# READING PASSAGE:

————

Clinical Relevance and Application

How to State a Landmark Trial in Practice
| Step | Good Answer | Weak Answer |
|---|---|---|
| Name the question | PROFHER studied surgery versus non-operative care for displaced proximal humerus fractures in adults. | PROFHER says no surgery. |
| Name the outcome | The key outcome was patient-reported function, not perfect radiographic anatomy. | The X-ray looks better after surgery. |
| Name the limitation | I would still individualise younger patients, fracture-dislocations, head-splitting injuries and clear surgical indications. | The trial applies to every proximal humerus fracture. |
| Translate to management | This evidence supports shared decision-making and avoids routine surgery in broad low-risk groups. | I quote the acronym and stop. |
Evidence Base
DRAFFT distal radius fixation
- DRAFFT compared K-wires with volar locking plates in adult dorsally displaced distal radius fractures.
- DRAFFT 2 compared moulded cast with K-wire fixation after manipulation.
- Together they discourage automatic escalation to expensive or invasive fixation for broad fracture groups.
PROFHER proximal humerus
- Surgery did not show a clear patient-reported outcome advantage over non-operative treatment in the studied displaced proximal humerus fracture population.
- The trial strongly challenged routine fixation for broad adult displaced proximal humerus fracture groups.
- Interpretation depends on fracture pattern, patient age and exclusions.
FLOW open fracture irrigation
- FLOW tested irrigation pressure and solution strategy in open fracture wounds.
- It shifted open-fracture irrigation discussion from tradition toward evidence.

————

# EXERCISE DATA:

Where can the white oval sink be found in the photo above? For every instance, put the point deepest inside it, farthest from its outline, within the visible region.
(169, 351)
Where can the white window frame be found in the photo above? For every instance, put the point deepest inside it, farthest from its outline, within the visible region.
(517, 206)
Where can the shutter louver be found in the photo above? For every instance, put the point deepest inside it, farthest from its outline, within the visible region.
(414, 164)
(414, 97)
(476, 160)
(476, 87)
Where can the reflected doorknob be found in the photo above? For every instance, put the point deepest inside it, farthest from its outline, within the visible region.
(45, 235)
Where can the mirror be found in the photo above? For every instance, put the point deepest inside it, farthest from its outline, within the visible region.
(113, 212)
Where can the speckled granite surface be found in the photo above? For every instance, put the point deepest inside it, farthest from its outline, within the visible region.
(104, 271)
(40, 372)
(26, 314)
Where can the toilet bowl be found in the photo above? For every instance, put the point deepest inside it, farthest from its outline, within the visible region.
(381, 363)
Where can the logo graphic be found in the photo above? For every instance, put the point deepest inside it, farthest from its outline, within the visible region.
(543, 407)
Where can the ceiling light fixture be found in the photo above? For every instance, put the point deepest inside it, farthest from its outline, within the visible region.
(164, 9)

————

# TASKS TO PERFORM:
a – From the orthopaedic trials text, extract the passage between "How to State" and "distal radius fractures.", inclusive.
b – Answer these questions about the orthopaedic trials text:
(i) What two treatments did DRAFFT 2 compare?
(ii) What was the key outcome in PROFHER, according to the table's good answer?
(iii) What did FLOW test in open fracture wounds?
c – Carry on the orthopaedic trials text from the point where it stops.

# ANSWERS TO THE EXERCISE:
a –
How to State a Landmark Trial in Practice
| Step | Good Answer | Weak Answer |
|---|---|---|
| Name the question | PROFHER studied surgery versus non-operative care for displaced proximal humerus fractures in adults. | PROFHER says no surgery. |
| Name the outcome | The key outcome was patient-reported function, not perfect radiographic anatomy. | The X-ray looks better after surgery. |
| Name the limitation | I would still individualise younger patients, fracture-dislocations, head-splitting injuries and clear surgical indications. | The trial applies to every proximal humerus fracture. |
| Translate to management | This evidence supports shared decision-making and avoids routine surgery in broad low-risk groups. | I quote the acronym and stop. |
Evidence Base
DRAFFT distal radius fixation
- DRAFFT compared K-wires with volar locking plates in adult dorsally displaced distal radius fractures.

b –
(i) Moulded cast and K-wire fixation after manipulation.
(ii) Patient-reported function.
(iii) Irrigation pressure and solution strategy.

c –
- Soap solution became less attractive after trial signals.
HEALTH femoral neck fracture
- Compared THA with hemiarthroplasty for displaced femoral neck fracture in selected ambulatory older adults.
- THA offered modest functional benefits but with important tradeoffs.
- Patient selection remains central.
Clinical Scenarios
Use these scenarios to practise clinical reasoning and management decisions
Applying PROFHER
"An older adult presents with a displaced proximal humerus fracture. The radiograph is shown and the examiner asks whether PROFHER means surgery should never be offered."
Degenerative meniscal tear
"A patient with degenerative meniscal symptoms and osteoarthritis asks whether arthroscopy will fix the problem."
Arthroplasty prophylaxis
"A colleague says EPCAT II and CRISTAL prove aspirin is either always safe or never safe after arthroplasty."
Landmark Trials: Key Takeaways
Clinical summary
How to quote
- •State patient group.
- •State intervention and comparator.
- •State primary outcome.
- •State practice signal and limitation.
Trauma
- •DRAFFT: distal radius fixation choices.
- •PROFHER: proximal humerus surgery challenged.
- •FLOW: open fracture irrigation evidence.
- •HEALTH: THA versus hemiarthroplasty tradeoffs.
- •FORCE: simple care for torus fracture.
Sports/Knee
- •KANON: ACL rehab-first strategy for selected patients.
- •METEOR: physical therapy strong for meniscus with OA.
- •FIDELITY: degenerative meniscectomy challenged by sham trial.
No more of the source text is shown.